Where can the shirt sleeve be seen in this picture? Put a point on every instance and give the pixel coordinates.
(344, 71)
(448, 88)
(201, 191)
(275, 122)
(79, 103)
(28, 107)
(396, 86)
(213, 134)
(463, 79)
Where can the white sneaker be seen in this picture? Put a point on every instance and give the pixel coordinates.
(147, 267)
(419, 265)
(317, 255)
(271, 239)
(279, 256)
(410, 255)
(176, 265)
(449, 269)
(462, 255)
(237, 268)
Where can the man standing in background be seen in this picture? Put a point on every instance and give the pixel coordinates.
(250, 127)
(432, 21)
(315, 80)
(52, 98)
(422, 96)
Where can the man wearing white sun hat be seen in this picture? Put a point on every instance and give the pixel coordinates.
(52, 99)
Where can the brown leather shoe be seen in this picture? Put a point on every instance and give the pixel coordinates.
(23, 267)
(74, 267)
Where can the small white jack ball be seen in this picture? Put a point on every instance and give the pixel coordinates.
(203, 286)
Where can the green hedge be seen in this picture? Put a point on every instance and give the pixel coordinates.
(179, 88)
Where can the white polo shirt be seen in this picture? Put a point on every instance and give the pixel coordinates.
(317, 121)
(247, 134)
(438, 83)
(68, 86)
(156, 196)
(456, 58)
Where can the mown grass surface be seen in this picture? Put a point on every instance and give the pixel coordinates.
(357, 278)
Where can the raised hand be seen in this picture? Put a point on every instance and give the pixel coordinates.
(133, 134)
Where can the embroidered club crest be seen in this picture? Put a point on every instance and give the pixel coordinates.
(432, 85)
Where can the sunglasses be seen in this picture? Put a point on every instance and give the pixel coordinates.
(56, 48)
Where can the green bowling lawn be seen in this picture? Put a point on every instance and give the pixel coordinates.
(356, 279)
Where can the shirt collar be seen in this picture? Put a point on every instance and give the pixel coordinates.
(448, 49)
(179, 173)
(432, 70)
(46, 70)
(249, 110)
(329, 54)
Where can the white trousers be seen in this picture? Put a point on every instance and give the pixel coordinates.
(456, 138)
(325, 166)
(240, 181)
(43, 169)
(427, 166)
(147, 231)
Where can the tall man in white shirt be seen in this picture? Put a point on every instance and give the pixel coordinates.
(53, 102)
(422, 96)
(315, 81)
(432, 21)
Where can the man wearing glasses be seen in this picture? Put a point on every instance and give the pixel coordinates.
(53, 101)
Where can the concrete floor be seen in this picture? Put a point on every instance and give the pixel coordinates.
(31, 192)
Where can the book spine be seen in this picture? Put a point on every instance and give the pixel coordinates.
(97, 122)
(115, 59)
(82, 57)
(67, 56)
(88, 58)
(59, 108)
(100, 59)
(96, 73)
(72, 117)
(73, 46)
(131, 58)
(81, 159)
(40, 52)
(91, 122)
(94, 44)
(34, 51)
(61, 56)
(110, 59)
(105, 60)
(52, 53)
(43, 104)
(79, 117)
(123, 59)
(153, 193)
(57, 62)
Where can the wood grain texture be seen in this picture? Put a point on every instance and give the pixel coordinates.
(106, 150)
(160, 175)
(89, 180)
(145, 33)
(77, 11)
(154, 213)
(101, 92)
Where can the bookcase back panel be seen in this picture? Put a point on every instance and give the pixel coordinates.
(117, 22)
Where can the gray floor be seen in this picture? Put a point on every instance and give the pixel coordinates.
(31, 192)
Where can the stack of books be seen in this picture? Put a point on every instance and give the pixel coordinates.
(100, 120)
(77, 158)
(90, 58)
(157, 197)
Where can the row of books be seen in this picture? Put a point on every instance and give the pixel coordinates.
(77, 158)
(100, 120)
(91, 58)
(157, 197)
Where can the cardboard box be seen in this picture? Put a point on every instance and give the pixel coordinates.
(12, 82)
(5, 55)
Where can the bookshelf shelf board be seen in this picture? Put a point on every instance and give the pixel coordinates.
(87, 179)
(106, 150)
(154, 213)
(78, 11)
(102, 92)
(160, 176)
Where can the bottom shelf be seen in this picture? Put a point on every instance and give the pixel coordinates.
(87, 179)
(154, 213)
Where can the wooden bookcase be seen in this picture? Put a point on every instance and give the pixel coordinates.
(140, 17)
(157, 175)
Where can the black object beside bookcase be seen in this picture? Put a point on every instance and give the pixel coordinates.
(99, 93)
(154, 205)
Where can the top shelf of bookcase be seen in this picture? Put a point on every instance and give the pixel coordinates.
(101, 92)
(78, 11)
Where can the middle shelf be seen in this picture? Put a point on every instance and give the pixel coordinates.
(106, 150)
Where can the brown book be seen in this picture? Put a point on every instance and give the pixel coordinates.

EXERCISE DETAILS: Output every line of the data above as a JSON array of strings, one string per line, and leave out any blank lines.

ANSWER FOR THE TASK:
[
  "Where can the shirt sleeve be seen in this picture? Put a point on every instance and give the pixel coordinates.",
  "(344, 71)",
  "(448, 88)",
  "(201, 191)",
  "(275, 122)",
  "(79, 103)",
  "(28, 107)",
  "(396, 86)",
  "(213, 134)",
  "(463, 79)",
  "Where can the white sneaker be seen in this picture? Put a point on every instance and give the pixel coordinates.",
  "(147, 267)",
  "(419, 265)",
  "(317, 255)",
  "(271, 239)",
  "(279, 256)",
  "(410, 255)",
  "(176, 265)",
  "(449, 269)",
  "(462, 255)",
  "(237, 268)",
  "Where can the man standing in background be seen in this picture? Put a point on every instance and give the pixel coordinates.",
  "(250, 127)",
  "(432, 21)",
  "(315, 80)",
  "(52, 98)",
  "(422, 96)",
  "Where can the man wearing white sun hat be seen in this picture? Put a point on every instance and give the pixel coordinates.",
  "(52, 99)",
  "Where can the brown leather shoe be seen in this picture? Put a point on every instance and give the pixel coordinates.",
  "(23, 267)",
  "(74, 267)",
  "Where can the small white jack ball be seen in this picture? Put a point on every instance and give the pixel coordinates.",
  "(203, 286)",
  "Where can the green hedge be seen in this picture? Put a point on every instance and give the pixel coordinates.",
  "(179, 88)",
  "Where can the white polo shirt be seen in this picture? Put a point on every instance and give the pixel coordinates.",
  "(317, 121)",
  "(247, 134)",
  "(438, 83)",
  "(68, 86)",
  "(156, 196)",
  "(456, 58)",
  "Where can the mown grass surface be seen in this picture? Put a point on every instance and give the pixel coordinates.",
  "(357, 278)",
  "Where can the raised hand be seen in this picture? Put a point on every instance and give the pixel coordinates.",
  "(133, 134)",
  "Where can the embroidered club crest be seen in this picture? Put a point on every instance and give the pixel coordinates.",
  "(432, 85)",
  "Where can the sunglasses be seen in this picture? Put a point on every instance and give the pixel coordinates.",
  "(56, 48)",
  "Where can the green bowling lawn be seen in this picture? Put a point on every instance and give the pixel coordinates.",
  "(356, 279)",
  "Where can the shirt collar be seen in this picture? Put a point on every instance and give the pixel coordinates.",
  "(448, 49)",
  "(179, 173)",
  "(432, 70)",
  "(46, 70)",
  "(249, 110)",
  "(329, 54)",
  "Where can the white trousers be seen in this picture? Put a point on every instance and give the pixel coordinates.",
  "(456, 138)",
  "(325, 166)",
  "(240, 181)",
  "(43, 169)",
  "(427, 166)",
  "(147, 231)",
  "Where can the tall man in white shirt be seen in this picture? Put a point on every instance and give the pixel coordinates.",
  "(53, 102)",
  "(422, 96)",
  "(315, 81)",
  "(432, 21)",
  "Where can the man wearing glasses be seen in this picture? Put a point on every instance and give the pixel coordinates.",
  "(53, 101)",
  "Where can the concrete floor be seen in this picture? Put a point on every instance and give the pixel coordinates.",
  "(31, 192)",
  "Where can the book spine be seen in this picture? Put a point on every instance and give the pixel coordinates.",
  "(97, 122)",
  "(115, 59)",
  "(82, 57)",
  "(67, 56)",
  "(88, 58)",
  "(59, 108)",
  "(100, 59)",
  "(96, 73)",
  "(72, 117)",
  "(73, 46)",
  "(131, 58)",
  "(81, 159)",
  "(40, 52)",
  "(91, 122)",
  "(94, 44)",
  "(34, 51)",
  "(61, 56)",
  "(110, 59)",
  "(105, 60)",
  "(52, 53)",
  "(43, 104)",
  "(79, 117)",
  "(123, 59)",
  "(153, 193)",
  "(57, 62)",
  "Where can the wood grain texture be seen in this picture? Put a point on every instance and give the pixel coordinates.",
  "(106, 150)",
  "(160, 175)",
  "(89, 180)",
  "(145, 33)",
  "(77, 11)",
  "(154, 213)",
  "(101, 92)",
  "Where can the bookcase back panel be seen in this picture? Put a point on every instance and give the pixel coordinates.",
  "(117, 22)",
  "Where can the gray floor be seen in this picture? Put a point on every instance and give the pixel coordinates.",
  "(31, 192)",
  "Where can the stack of books be seen in this picture? Put a point on every instance and give the pixel coordinates.",
  "(100, 120)",
  "(77, 158)",
  "(90, 58)",
  "(157, 197)",
  "Where can the row of books be seen in this picture? Put a point on every instance and give the pixel coordinates.",
  "(77, 158)",
  "(100, 120)",
  "(91, 58)",
  "(157, 197)",
  "Where can the cardboard box be seen in this picture? Put a point on every instance and give the pixel coordinates.",
  "(12, 82)",
  "(5, 55)",
  "Where can the bookshelf shelf board be seen in this picture? Put a point on every instance and give the pixel coordinates.",
  "(87, 179)",
  "(106, 150)",
  "(154, 213)",
  "(78, 11)",
  "(102, 92)",
  "(160, 176)",
  "Where can the bottom shelf be seen in this picture? Put a point on every instance and give the pixel coordinates.",
  "(87, 179)",
  "(154, 213)",
  "Where can the wooden bookcase be seen in this picture? Put a point on every instance and give the pixel coordinates.",
  "(140, 17)",
  "(157, 175)",
  "Where can the black object beside bookcase be seen in this picture? Put a point on every instance and give the pixel coordinates.",
  "(99, 93)",
  "(154, 205)",
  "Where can the top shelf of bookcase be seen in this picture? Put a point on every instance and give the pixel coordinates.",
  "(101, 92)",
  "(78, 11)",
  "Where can the middle shelf be seen in this picture? Put a point on every instance and give the pixel coordinates.",
  "(106, 150)",
  "Where can the brown book be seen in this picture? Put a point on every instance and give the pixel coordinates."
]